**WHAT TO DO:** In the copy you make of the entries, no picture should appear, and every word must match.

**SUPPLIED RECORDS:**
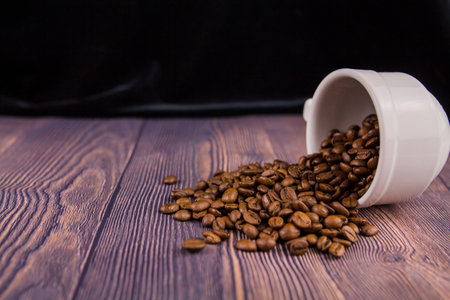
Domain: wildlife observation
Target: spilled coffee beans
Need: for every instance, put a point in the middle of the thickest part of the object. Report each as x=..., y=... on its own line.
x=312, y=203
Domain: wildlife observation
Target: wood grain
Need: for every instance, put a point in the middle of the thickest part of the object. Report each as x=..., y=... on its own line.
x=139, y=252
x=56, y=180
x=90, y=198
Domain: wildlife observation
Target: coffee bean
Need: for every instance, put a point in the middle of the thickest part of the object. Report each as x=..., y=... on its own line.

**TASK SOLUTION:**
Domain: wildlife observation
Target: spilled coffee beans
Need: for every instance, put a point in the middle of the thickest part of the object. Report each as x=..., y=... on its own line.
x=312, y=203
Domain: wildlife observation
Target: wood grain
Need: for every instance, put a point in the middle of the thickest part of the object. Report each as x=..., y=... on its own line.
x=139, y=252
x=56, y=180
x=90, y=198
Domain: wildlife observation
Target: coffee bean
Need: for every instance, put a point in the middle of the thickest part of the object. Report each as x=..., y=... on its own line.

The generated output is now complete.